◆ Your tasks
• A. In the UV-B monitoring article, who will maintain the monitoring site?
• B. Pick up the UV-B monitoring article after its final paragraph and write what comes next.

◆ Selected passage
____________________

November 4, 2004
NDSU Monitors Ultraviolet-B Radiation
North Dakota State University has become the 34th site in the United States to monitor the amount of ultraviolet radiation received from the sun. Ultraviolet radiation, often called UV-B radiation, is that part of the sun’s spectrum that causes sunburn, but it can also cause some types of skin cancer and has been linked to damage of crops, marine organisms and some materials.
Interest in UV-B grew when an ozone hole was discovered over Antarctica. Since ozone absorbs much of the harmful UV-B radiation as it passes through the atmosphere, scientists began more extensive monitoring for UV-B radiation.
The NDSU Microclimatic Research Station on campus is the monitoring site. It was chosen by the USDA UV-B Monitoring and Research Program at Colorado State University. The site will be maintained by John Enz, NDSU agriculture climatologist. It became operational Nov. 1.
The monitoring program was initiated in 1992 to provide information on the geographical distribution and trends of UV-B radiation in the United States. “The information is necessary to assess the potential impacts of increasing ultraviolet radiation levels on crops and forests,” Enz says.

____________________

Source records
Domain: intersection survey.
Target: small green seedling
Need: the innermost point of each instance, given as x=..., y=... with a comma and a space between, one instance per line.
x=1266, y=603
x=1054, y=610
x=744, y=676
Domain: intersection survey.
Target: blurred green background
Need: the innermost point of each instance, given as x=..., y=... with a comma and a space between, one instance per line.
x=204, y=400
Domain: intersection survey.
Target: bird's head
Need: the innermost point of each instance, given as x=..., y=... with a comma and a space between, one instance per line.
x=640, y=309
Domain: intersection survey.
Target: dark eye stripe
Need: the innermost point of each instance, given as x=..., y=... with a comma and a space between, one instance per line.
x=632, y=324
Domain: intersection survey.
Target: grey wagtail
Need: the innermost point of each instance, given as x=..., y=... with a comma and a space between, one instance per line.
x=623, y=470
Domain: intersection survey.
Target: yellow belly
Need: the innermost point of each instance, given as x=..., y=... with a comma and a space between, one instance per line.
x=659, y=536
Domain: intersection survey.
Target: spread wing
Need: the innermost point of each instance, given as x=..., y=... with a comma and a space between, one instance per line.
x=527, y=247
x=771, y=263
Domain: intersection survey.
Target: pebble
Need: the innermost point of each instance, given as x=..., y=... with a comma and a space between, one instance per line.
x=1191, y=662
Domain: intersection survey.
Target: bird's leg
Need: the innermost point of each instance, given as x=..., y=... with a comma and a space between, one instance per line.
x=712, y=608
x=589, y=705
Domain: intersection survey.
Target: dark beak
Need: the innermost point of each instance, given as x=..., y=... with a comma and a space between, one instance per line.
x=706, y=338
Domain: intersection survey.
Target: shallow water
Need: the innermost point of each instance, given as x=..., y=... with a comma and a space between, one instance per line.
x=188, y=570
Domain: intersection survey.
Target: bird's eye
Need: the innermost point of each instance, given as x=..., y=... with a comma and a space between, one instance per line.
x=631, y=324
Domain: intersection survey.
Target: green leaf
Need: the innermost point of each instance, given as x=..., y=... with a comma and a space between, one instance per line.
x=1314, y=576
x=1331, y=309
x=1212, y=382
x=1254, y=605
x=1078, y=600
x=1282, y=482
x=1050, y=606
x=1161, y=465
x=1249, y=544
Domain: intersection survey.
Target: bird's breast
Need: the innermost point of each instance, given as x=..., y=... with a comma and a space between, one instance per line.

____________________

◆ Expected outputs
• A. John Enz, NDSU agriculture climatologist.

• B.
The monitoring program:
“The monitoring program supports research that increases our understanding of the factors controlling surface UV-B and provides the data necessary for assessing the impact of UV-B radiation on human health, ecosystems and materials,” Enz says.
The program has two networks, research and climatological. The research network has state-of-the-art equipment at six sites where collaborative research allows cross-disciplinary use of the data. The climatological network requires less sophisticated instrumentation and will eventually total 35 to 40 monitoring stations.
The data collected will have other uses as well, notes Enz. “Researchers will be able to use commercial software along with the site data to make state-of-the-art atmospheric corrections for any remote sensing imagery (plane or satellite) of crops and forests. This should be valuable for remote sensing and precision-agriculture scientists and entrepreneurs.”